::: Fragmento
Una pintura, una novela y una película abren el mundo, producen sentido a partir de lo que existe. El cine de Hitchcock, la música de Wagner y la escritura de John Banville hacen que el mundo sea mejor. El compositor, el director y el escritor son seres de carne y hueso que, como decía Hume, están atravesados por las pasiones antes que por la razón y que, precisamente por eso, cometen exabruptos o pueden cometer crímenes. Los creadores producen obras y luego estas adquieren una cierta autonomía no prevista por los autores. En este sentido, los artistas pueden ser deleznables y sus obras no son necesariamente deleznables.

Viaje al fin de la noche, el libro del afamado irracionalista Louis Ferdinand Céline, es un caso paradigmático. La oscura y profunda novela merece la pena de ser leída a la par que el nazi Céline debe ser condenado. No creo que las cosas sigan un patrón de identificación: una mujer aborrecible produce una obra aborrecible. En la historia de las ideas y de las producciones artísticas asistimos a casos en los que la figura de carne y hueso es absolutamente despreciable y la pieza creativa merece ser rescatada.
::::::
::: Lista de filas
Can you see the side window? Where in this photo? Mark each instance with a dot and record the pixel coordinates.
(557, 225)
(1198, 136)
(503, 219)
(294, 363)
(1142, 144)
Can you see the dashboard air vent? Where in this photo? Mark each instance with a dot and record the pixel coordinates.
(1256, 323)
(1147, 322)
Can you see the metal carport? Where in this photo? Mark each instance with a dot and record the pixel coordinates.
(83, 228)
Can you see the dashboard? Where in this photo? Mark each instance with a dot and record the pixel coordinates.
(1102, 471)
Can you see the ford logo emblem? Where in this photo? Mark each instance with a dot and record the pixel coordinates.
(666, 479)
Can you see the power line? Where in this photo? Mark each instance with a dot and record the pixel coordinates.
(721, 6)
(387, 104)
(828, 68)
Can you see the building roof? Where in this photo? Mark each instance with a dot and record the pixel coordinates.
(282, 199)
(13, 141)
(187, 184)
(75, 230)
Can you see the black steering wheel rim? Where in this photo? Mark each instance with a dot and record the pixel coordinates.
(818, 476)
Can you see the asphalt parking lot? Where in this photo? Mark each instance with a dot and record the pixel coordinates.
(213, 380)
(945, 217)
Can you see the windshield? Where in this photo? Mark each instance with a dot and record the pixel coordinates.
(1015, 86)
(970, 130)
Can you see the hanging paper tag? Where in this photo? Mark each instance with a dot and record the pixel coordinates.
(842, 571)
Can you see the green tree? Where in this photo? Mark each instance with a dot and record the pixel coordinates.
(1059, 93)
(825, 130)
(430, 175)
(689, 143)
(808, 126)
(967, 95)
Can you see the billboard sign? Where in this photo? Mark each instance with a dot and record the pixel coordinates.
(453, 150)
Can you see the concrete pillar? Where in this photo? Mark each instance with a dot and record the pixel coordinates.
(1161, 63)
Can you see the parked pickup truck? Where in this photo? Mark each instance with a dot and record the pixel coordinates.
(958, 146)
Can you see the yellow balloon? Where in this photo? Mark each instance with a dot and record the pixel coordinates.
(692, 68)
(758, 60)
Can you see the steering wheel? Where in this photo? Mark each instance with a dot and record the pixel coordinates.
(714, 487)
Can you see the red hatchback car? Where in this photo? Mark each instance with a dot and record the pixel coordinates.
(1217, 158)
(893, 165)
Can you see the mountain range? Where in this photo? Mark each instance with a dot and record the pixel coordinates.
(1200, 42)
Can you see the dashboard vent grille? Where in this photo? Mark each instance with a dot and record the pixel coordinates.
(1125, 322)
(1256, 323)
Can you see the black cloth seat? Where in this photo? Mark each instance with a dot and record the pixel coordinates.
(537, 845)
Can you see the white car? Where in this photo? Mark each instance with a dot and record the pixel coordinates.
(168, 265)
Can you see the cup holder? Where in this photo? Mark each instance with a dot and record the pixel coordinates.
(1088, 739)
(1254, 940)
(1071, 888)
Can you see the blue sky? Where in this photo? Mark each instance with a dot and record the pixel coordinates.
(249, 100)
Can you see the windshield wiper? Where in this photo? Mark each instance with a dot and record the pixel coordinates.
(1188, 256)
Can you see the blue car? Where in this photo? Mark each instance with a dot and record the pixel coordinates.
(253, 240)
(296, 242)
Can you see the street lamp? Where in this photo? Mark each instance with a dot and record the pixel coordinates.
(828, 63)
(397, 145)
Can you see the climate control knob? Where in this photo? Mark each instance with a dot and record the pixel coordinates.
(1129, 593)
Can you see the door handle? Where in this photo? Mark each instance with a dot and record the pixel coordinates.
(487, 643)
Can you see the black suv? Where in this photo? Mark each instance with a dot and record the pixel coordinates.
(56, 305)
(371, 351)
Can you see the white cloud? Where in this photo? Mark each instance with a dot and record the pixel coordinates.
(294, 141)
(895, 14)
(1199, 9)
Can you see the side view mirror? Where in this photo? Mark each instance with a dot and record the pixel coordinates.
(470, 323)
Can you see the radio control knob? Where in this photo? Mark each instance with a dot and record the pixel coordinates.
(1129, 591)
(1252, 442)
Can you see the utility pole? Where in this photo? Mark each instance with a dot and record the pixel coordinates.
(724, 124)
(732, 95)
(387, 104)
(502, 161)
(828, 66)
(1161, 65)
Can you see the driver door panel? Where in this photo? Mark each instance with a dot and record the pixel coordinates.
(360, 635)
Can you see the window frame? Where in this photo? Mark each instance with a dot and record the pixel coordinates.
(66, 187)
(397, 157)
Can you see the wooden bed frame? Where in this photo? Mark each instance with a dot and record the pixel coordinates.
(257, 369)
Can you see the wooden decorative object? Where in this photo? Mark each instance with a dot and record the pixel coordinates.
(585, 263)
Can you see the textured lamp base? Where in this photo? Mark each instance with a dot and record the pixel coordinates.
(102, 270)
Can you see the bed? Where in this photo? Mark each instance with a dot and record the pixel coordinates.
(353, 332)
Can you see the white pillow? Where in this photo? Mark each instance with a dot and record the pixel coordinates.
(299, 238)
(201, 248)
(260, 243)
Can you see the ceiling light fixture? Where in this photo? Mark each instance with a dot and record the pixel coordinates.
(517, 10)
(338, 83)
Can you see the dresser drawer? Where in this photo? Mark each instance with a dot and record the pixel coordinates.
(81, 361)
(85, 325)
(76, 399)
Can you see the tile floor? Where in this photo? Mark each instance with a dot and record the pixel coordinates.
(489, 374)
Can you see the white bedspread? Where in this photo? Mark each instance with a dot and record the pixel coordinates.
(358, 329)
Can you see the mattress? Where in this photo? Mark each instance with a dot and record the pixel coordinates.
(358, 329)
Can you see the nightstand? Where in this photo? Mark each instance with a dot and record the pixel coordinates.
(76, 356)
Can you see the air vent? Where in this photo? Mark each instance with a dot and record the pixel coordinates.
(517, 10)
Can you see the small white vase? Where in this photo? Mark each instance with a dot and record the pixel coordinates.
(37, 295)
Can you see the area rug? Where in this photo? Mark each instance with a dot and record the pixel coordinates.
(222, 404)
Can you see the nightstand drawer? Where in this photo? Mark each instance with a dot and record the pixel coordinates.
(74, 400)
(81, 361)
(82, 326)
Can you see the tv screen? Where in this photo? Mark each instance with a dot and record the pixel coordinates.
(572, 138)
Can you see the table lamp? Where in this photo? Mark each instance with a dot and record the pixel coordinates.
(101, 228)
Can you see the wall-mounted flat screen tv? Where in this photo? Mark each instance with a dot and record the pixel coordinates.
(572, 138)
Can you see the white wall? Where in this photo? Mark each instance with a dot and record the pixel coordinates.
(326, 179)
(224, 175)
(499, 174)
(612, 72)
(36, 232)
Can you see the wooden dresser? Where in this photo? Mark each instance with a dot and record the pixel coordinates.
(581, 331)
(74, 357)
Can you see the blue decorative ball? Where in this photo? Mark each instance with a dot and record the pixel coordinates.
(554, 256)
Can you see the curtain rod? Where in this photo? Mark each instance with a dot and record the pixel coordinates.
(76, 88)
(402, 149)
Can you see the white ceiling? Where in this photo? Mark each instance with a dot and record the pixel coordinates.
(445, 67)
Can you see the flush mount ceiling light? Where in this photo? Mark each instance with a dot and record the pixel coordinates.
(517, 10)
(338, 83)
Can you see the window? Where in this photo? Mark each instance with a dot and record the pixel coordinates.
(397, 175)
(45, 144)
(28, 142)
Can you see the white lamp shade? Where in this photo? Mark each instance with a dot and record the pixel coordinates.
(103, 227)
::::::
Lo que harás:
a) Indica cada fila que contenga la palabra "wooden" y cópiala completa. Distingue entre mayúsculas y minúsculas.
b) Escribe la continuación del fragmento sobre los artistas despreciables y el valor de sus obras, empezando justo después de su última oración.

Tus respuestas:
a)
Can you see the wooden bed frame? Where in this photo? Mark each instance with a dot and record the pixel coordinates.
Can you see the wooden decorative object? Where in this photo? Mark each instance with a dot and record the pixel coordinates.
Can you see the wooden dresser? Where in this photo? Mark each instance with a dot and record the pixel coordinates.

b)
Los medios de comunicación provocan un acelerado proceso de impugnación que ya es un lugar común: destruir a alguien que se sale del patrón de lo políticamente correcto. Lo peligroso es que el esmerado control de corrección se convierta en un tipo de fascismo: la caza de brujas.  No deja de ser curioso que se tome a la política -la corrección política- como modelo de cancelación siendo esta una de las producciones más ligadas al cinismo y a la negación del otro. En todo caso, sospecho que podríamos pensar que la fiebre por lo correcto corre como un tren de la época. Dentro de cien o doscientos años (la mayoría de nosotros no estará) habrá otros modos de concebir ciertas actitudes de los artistas (o no). Y la cultura generará otros parámetros de elogio o de olvido de una obra.  Lo que hoy aborrecemos será visto con amor y lo que en el mañana sea leído como inadmisible hoy es visto como meritorio (1).

Existen dos tipos de moralistas: los que piensan que su ética es válida hoy y sólo vale para su tiempo y los que creen que su tabla de valores es eterna y está más allá de la historia. Creo que es mejor desconfiar de nuestros criterios de moralidad a la hora de juzgar las piezas literarias o artísticas.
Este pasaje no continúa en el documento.